• [Your assignment]: The answer is to be the data that follows, transcribed exactly, minus its pictures.

[Source data Boundary: Start]

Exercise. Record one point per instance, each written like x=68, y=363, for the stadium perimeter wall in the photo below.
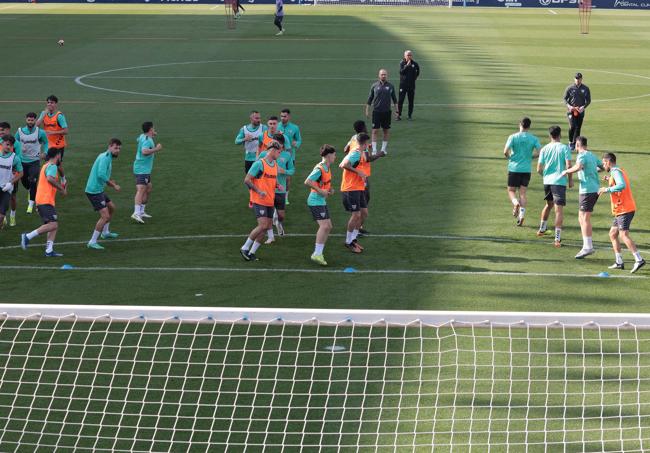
x=600, y=4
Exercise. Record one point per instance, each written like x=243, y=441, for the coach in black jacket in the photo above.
x=409, y=71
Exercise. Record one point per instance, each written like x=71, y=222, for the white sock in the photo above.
x=619, y=258
x=93, y=239
x=247, y=245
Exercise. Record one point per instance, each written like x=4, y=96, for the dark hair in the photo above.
x=555, y=131
x=147, y=126
x=326, y=149
x=610, y=157
x=359, y=126
x=53, y=152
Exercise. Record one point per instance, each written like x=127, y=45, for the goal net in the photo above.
x=155, y=379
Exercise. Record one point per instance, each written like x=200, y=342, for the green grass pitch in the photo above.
x=482, y=70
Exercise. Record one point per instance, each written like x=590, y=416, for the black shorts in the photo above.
x=142, y=180
x=354, y=200
x=381, y=120
x=516, y=179
x=623, y=221
x=588, y=201
x=556, y=194
x=98, y=200
x=280, y=201
x=47, y=213
x=5, y=197
x=263, y=211
x=319, y=212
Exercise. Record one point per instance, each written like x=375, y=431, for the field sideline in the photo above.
x=443, y=236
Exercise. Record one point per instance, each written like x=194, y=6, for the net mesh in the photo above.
x=139, y=386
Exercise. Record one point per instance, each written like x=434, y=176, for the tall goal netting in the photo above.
x=138, y=379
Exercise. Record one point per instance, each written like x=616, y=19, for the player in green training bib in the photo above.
x=142, y=167
x=520, y=150
x=554, y=158
x=586, y=166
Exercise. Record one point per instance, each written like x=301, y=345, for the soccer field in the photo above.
x=442, y=232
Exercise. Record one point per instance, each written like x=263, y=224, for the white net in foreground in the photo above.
x=138, y=379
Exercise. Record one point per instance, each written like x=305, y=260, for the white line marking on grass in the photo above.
x=79, y=81
x=445, y=237
x=316, y=271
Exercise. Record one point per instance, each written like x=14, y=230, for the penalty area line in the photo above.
x=318, y=271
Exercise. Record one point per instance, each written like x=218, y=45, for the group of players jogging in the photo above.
x=269, y=162
x=34, y=156
x=555, y=165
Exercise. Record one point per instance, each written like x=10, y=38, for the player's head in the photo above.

[Source data Boundary: End]

• [Output of the exercise]:
Exercise. Record one point per instance, each written like x=68, y=363, for the stadium perimeter wall in the photo below.
x=600, y=4
Exercise. Record one point per instance, each written like x=243, y=441, for the coach in black jacket in the photo above.
x=409, y=71
Exercise. Record one point per instance, each written like x=71, y=222, for the white sock in the photo above.
x=619, y=258
x=93, y=239
x=247, y=245
Exercise. Record one point per instance, each written like x=4, y=96, for the dark hair in the photo above.
x=555, y=131
x=147, y=126
x=326, y=149
x=610, y=157
x=359, y=126
x=53, y=152
Exercise. Record one point per instance, each written like x=127, y=45, for the goal net in the photo above.
x=155, y=379
Exercise. Record one point per instance, each written like x=200, y=342, for the green grass pitch in the photo above.
x=482, y=70
Exercise. Record one point per instance, each written like x=590, y=416, for the black shorts in the photo above.
x=142, y=180
x=354, y=200
x=381, y=120
x=516, y=179
x=623, y=221
x=588, y=201
x=556, y=194
x=98, y=200
x=280, y=201
x=47, y=213
x=5, y=197
x=263, y=211
x=319, y=212
Exercise. Record one point per instance, each written like x=375, y=431, for the field sideline in the photo above.
x=443, y=236
Exercise. Record one point per instance, each written like x=194, y=6, for the net mesh in the photo above.
x=139, y=386
Exercise. Record one point per instance, each written like x=434, y=176, for the tall goal netting in the photo above.
x=138, y=379
Exercise. Record one point per instance, each written like x=616, y=19, for the player in green training bib in the photo above.
x=142, y=167
x=520, y=150
x=554, y=158
x=586, y=166
Exercise. Record one point per instance, each written like x=301, y=345, for the soccer field in the photo above.
x=442, y=232
Exercise. Record one point per instance, each written like x=263, y=224, for the white net in foreground in the photo above.
x=138, y=379
Exercise. Record one point per instance, each written like x=305, y=260, for the white line marking on grass in the photo above.
x=79, y=81
x=445, y=237
x=316, y=271
Exercise. Record one point per instance, each written like x=14, y=230, for the penalty area line in the photo above.
x=318, y=271
Exercise. Record one point per instance, each written like x=218, y=45, for the group of players jogging in the photo above.
x=269, y=162
x=34, y=156
x=555, y=165
Exercise. Record one point per instance, each written like x=10, y=38, for the player's head in the photo above.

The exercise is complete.